- **DESCRIPTION OF THE TASK**
Rewrite the records below with "tactical-board tool" changed to "floor-plan tool" wherever it occurs, keeping every other word the same. Leave the pictures out of your answer.

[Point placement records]
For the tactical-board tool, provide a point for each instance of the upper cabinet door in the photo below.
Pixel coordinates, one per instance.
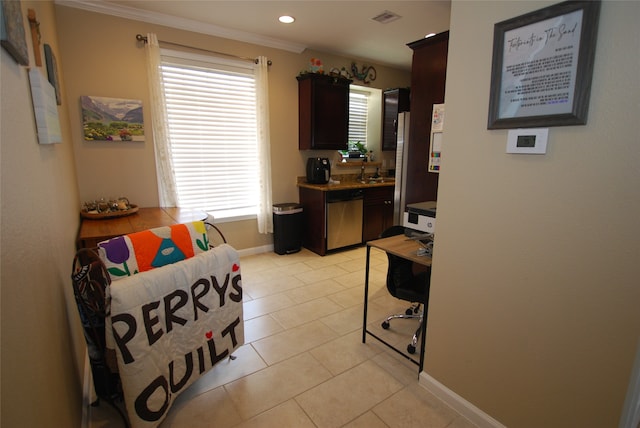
(323, 112)
(394, 101)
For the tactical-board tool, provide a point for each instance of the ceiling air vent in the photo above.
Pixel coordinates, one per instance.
(386, 17)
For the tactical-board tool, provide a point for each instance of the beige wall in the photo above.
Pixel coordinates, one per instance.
(111, 63)
(42, 344)
(534, 312)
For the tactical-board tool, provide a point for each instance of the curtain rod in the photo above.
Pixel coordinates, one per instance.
(141, 38)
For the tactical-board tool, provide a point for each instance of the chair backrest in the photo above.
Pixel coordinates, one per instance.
(401, 281)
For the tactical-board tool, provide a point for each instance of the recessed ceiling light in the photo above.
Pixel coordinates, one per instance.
(386, 17)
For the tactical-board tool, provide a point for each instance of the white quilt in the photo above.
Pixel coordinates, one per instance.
(171, 325)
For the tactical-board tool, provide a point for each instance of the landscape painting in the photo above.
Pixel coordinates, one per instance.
(112, 119)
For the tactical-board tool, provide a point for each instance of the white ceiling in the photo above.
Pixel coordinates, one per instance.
(340, 27)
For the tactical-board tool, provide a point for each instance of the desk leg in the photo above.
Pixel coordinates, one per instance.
(423, 334)
(366, 295)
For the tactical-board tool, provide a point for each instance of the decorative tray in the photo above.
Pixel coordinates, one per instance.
(110, 214)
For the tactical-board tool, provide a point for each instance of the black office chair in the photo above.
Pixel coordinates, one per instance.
(403, 284)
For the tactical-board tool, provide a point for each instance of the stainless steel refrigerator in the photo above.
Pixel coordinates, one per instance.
(402, 153)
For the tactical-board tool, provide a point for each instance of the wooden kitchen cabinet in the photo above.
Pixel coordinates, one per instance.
(378, 212)
(323, 112)
(394, 101)
(428, 73)
(314, 235)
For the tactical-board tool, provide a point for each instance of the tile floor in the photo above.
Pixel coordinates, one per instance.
(303, 363)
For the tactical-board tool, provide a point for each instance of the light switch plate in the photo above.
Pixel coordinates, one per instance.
(531, 141)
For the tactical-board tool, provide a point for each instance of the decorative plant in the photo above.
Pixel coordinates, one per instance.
(357, 146)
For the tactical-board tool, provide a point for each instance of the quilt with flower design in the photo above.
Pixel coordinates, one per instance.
(171, 324)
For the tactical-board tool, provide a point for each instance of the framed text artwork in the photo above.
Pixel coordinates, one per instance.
(542, 67)
(12, 35)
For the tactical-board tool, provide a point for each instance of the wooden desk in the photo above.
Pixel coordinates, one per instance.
(93, 231)
(406, 248)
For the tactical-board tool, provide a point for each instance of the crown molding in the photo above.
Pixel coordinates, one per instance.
(180, 23)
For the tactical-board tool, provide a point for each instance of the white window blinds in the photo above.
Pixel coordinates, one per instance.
(211, 109)
(358, 110)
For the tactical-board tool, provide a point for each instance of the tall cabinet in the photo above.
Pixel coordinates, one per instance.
(428, 73)
(323, 112)
(394, 101)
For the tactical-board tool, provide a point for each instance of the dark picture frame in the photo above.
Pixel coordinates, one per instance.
(12, 34)
(542, 67)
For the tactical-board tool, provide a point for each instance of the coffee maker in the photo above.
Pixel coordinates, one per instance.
(318, 170)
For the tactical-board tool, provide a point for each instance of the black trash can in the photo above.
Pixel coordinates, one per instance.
(287, 228)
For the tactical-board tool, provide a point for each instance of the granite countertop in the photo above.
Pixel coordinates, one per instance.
(347, 181)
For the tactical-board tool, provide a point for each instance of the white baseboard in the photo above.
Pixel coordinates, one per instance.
(459, 404)
(255, 250)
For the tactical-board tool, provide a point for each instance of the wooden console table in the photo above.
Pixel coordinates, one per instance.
(93, 231)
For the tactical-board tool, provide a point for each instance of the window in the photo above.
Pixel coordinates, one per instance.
(211, 109)
(358, 111)
(365, 114)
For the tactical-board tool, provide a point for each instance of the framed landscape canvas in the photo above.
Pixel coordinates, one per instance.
(112, 119)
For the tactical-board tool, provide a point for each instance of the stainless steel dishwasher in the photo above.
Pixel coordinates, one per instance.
(344, 218)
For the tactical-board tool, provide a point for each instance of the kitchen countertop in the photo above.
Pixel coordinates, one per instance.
(349, 183)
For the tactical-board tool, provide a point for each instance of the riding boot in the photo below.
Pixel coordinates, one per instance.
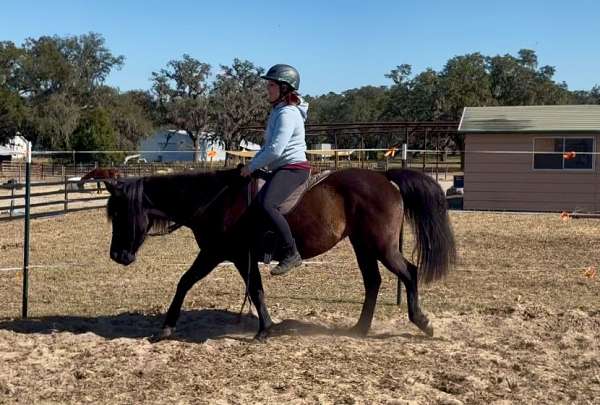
(290, 261)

- **THE RESPONSE**
For the floor-plan tool, provide a point for each instance of the upper cabinet door in the photo below.
Pixel coordinates, one per instance.
(323, 112)
(394, 101)
For the floor-plan tool, provide a point for each instance of the ceiling air vent in the photo above.
Pixel coordinates, one per instance.
(386, 17)
For the floor-plan tool, provide a point for each instance of the beige wall in the photo above.
Pixel coordinates, one per instance.
(111, 63)
(42, 344)
(534, 312)
For the floor-plan tool, provide a point for each instance of the curtain rod in the photo above.
Pixel coordinates, one per instance.
(141, 38)
For the floor-plan tool, provide a point for each instance of the chair backrest in the photo above.
Pixel coordinates, one per instance.
(401, 281)
For the floor-plan tool, provide a point for each instance of the recessed ceiling light in the photo above.
Pixel coordinates, one per instance.
(386, 17)
For the floor-plan tool, provide a point for each instance of the white quilt in the photo above.
Pixel coordinates, one per instance.
(171, 325)
For the floor-plan tool, provide a point for each instance of the landscape painting in the photo above.
Pixel coordinates, one per instance.
(112, 119)
For the floor-plan tool, provide a point for each instance of the white ceiling in the photo above.
Pixel coordinates, one per instance.
(340, 27)
For the floor-plan tool, provide a point for each instance of the desk leg in the photo above.
Pixel coordinates, one per instance.
(423, 334)
(366, 295)
For the floor-plan tool, provide a point for each instance of the decorative tray in the photo above.
Pixel coordinates, one per instance.
(110, 214)
For the floor-plan tool, provide a point for each instance of the black office chair in the photo above.
Pixel coordinates, one per instance.
(403, 284)
For the floor-plan tool, provide a point for each instance of the stainless steel refrigerator in the photo above.
Pixel coordinates, one per instance.
(402, 153)
For the floor-plan tool, provide a point for each instance of the wooden kitchen cabinet in the photo above.
Pixel coordinates, one per instance.
(378, 212)
(323, 112)
(394, 101)
(428, 73)
(314, 235)
For the floor-plan tool, provide a point for each instance of the tile floor in the photo above.
Pixel coordinates, one per instance.
(303, 363)
For the floor-plan tool, provide a point for each instance of the light switch plate in the photo above.
Pixel coordinates, one per instance.
(531, 141)
For the floor-plan tool, provide a point for each instance of the decorative plant in the photo above.
Pixel coordinates, one per instance.
(357, 146)
For the floor-plan tool, provide a point for each instance of the quilt with flower design in the photo above.
Pixel coordinates, one per instance.
(171, 324)
For the floor-plan tool, provide a point for each instance of the framed text artwork in the photo above.
Pixel coordinates, one per instance.
(542, 67)
(12, 35)
For the floor-plan tool, provide a point for each instance of the wooden desk in the photo above.
Pixel coordinates, one per instance.
(93, 231)
(406, 248)
For the floor-plan tool, provide a point for each instance of the crown molding in the photo above.
Pixel coordinates, one per instance.
(180, 23)
For the floor-plan tool, provide a point for each instance of the white window blinds in the photo above.
Pixel coordinates, one per instance.
(211, 109)
(358, 110)
For the floor-plan tool, provide a point for each instance of the tall cabinet in the photo above.
Pixel coordinates, one per instance.
(428, 73)
(323, 112)
(394, 101)
For the floor-plan tool, provide a point for each instance of the dark picture frame in the photo above.
Pixel coordinates, one per instance.
(12, 34)
(542, 67)
For the floor-plan tool, provide a point for each instance of the coffee maker in the photo above.
Pixel coordinates, one per instance.
(318, 170)
For the floor-plan tool, provide a point for each instance of the black trash can in the photo above.
Pixel coordinates, one per instance.
(287, 228)
For the floor-plan tool, provide a point for each instance of the granite countertop in the photo above.
Pixel coordinates, one per instance.
(347, 181)
For the floor-plan tool, provide a point for each instance of the white baseboard in the photo above.
Pixel coordinates, one per instance.
(459, 404)
(255, 250)
For the floor-plan tool, provide a point for each instance of the wooden console table in the photo above.
Pixel coordinates, one per instance.
(93, 231)
For the floor-plan tool, provide a point for each instance of the window in the photo above.
Pixel coordinates, one per instance.
(211, 109)
(358, 111)
(365, 114)
For the floor-plan tool, provide a point for each instance of the framed landscape canvas in the photo above.
Pixel coordinates, one per instance.
(112, 119)
For the floor-plan tool, provide a point for each instance of the stainless steel dishwasher in the photo above.
Pixel coordinates, one per instance.
(344, 218)
For the floor-plan tool, provide a point for each instance of the kitchen countertop in the photo above.
Pixel coordinates, one per instance.
(349, 183)
For the floor-plan tool, provide a point for each instance of the riding boot in the photo below.
Pixel coordinates, one per instance.
(290, 261)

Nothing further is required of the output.